DOCUMENT SECTION:
-*-

Commissioners view custom-built ambulance

By Ryan D. Wilson
Clay County Dispatch – May 6, 2014

Keene Schaaf shows County Commissioner Mike Spicer, left, County Commissioner David Thurlow, right, and EMS Director Marvin Van Blaricon the back of a custom-built Osage ambulance. Click on photo to view full-size image.

Keene Schaaf shows County Commissioner Mike Spicer, left, County Commissioner David Thurlow, right, and EMS Director Marvin Van Blaricon the back of a custom-built Osage ambulance. Click on photo to view full-size image.

On Monday Clay County commissioners and EMS staff looked at a demo ambulance through Osage Ambulances, that was, quite frankly, pretty cool.

EMS director Marvin Van Blaricon said there would be a few things different from the bids specifications for the ambulance he has in mind, but the demo unit was pretty close to what he envisioned. Van Blaricon said he’d like less cabinetry, move the side doors in different places, and a slightly different arrangement inside. But he was impressed by how well the ambulance was constructed, and the lengths the small company took to make the ambulance easy to use, maintain and work on.

County Commissioner Jerry Mayo said the ambulance is “nicely built..”

The tallest EMT employed by Clay County EMS appreciated the 74 inches of height with more headroom from the floor to the ceiling. The ambulance back is also a four inches wider than a typical truck-mounted ambulance.Keene Schaaf, sales representative for Osage Ambulances, described the company as one that wasn’t interested in getting the big contracts. While the company has been in business since 1986, in the last two years it has built its own ambulances.

The company prefers to work one-on-one with smaller ambulance services with orders of one to three ambulances at a time, and custom builds 210 to 250 ambulances in a year.

Customers using their ambulances include Salina, Great Bend Junction and small services like Republic County.

By staying small, the company can focus on providing a quality product and providing better customer service, Schaff said.

The company takes extra steps to correctly build and reinforce a stronger, more durable frame with a box that is sound-proofed, well-insulated and water tight, Schaaf said.

Two-inch foam block sandwiched between two layers of hollow air polymer make up the core of the insulation, which not only thermal insulates for comfort of the patients and passengers, it also makes it better sound-proofed than many ambulances, so EMTS can better hear what patients are telling them inside the ambulance.

“I love our ambulances,” Schaaf. “We build them right. They ride so smooth and it is so quiet.”

The company goes to the trouble to weld seams, which means there is no chance for water to get where it shouldn’t, Schaaf added.

-*-

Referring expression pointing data
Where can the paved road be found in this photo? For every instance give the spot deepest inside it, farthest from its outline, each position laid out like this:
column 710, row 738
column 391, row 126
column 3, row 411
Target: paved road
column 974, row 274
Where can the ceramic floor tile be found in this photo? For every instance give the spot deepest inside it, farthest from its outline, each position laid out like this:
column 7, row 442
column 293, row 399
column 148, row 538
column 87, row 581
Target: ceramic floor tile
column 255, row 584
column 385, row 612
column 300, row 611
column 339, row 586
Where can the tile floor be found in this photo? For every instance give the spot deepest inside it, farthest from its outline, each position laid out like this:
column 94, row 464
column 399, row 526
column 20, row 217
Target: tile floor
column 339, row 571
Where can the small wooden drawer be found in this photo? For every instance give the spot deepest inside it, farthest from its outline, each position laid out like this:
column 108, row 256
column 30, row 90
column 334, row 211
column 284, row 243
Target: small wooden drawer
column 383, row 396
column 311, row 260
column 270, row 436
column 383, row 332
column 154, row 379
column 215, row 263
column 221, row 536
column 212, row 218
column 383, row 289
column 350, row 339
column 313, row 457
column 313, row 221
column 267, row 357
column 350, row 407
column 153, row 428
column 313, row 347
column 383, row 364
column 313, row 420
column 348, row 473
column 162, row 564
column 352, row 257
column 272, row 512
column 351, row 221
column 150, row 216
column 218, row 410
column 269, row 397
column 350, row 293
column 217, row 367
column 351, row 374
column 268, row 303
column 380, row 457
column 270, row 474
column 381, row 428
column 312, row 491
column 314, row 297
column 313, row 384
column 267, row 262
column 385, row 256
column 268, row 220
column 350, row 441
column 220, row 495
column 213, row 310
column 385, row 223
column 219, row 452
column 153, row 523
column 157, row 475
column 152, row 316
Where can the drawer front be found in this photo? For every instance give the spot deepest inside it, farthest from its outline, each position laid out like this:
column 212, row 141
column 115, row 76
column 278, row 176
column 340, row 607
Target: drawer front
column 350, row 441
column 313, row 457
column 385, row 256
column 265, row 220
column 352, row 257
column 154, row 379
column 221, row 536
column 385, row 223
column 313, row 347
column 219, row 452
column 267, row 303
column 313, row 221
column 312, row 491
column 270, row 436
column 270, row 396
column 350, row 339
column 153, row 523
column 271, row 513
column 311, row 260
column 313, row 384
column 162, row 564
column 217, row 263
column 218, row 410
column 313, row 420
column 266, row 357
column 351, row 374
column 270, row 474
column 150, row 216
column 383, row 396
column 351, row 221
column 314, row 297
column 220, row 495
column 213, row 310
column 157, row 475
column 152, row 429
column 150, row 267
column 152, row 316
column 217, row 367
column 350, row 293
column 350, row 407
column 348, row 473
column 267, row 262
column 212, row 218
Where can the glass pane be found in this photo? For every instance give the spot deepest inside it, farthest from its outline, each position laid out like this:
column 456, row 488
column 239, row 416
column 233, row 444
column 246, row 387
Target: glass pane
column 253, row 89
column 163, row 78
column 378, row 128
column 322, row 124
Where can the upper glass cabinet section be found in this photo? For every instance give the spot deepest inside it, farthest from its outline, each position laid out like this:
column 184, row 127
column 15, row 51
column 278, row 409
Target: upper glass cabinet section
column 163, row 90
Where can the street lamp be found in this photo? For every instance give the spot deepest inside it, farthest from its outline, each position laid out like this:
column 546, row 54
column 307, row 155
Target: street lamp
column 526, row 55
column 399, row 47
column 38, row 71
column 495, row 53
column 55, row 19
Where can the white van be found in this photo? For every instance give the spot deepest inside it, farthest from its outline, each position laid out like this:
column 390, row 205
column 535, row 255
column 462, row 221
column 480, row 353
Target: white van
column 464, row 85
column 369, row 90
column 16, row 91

-*-

PROBLEM TO WORK ON:
Pick up the news article on the commissioners viewing the custom-built ambulance after its final sentence, and write what comes next.

EXERCISE RESULT:
EMS employees noted a ton of storage that was easy to get to with latching/locking systems that were easy to use. The ambulance was well lit on the inside and the exterior. Exterior lights are bright enough to light up a parking lot at night, Schaaf said.

Van Blaricon noted that one particularly nice feature was a cabinet that opened directly to the ambulance’s electrical components. On ambulances they now use, EMTs have to remove doors and panels to get to components that aren’t easy to access.

“The way it’s designed and laid out, it’s designed to be field serviceable,” Schaaf said. “That’s why there are all these access panels, to get in and out of easily.”

There were lots of extras that Van Blaricon said they could do without. For example, instead of spending $3,500 to put in an on-board refrigerator for medication; the ambulance can be designed for a portable refrigerator, about $1,000.

However, one of the extra’s Van Blaricon asked to be included are two on-board cameras to aid in backing, an expense of $1,030.

The demo ambulance that county personnel looked at costs just over $100,000. With the specs that Van Blaricon wants included, he estimates the ambulance bids to come between $100,000 to $115,000.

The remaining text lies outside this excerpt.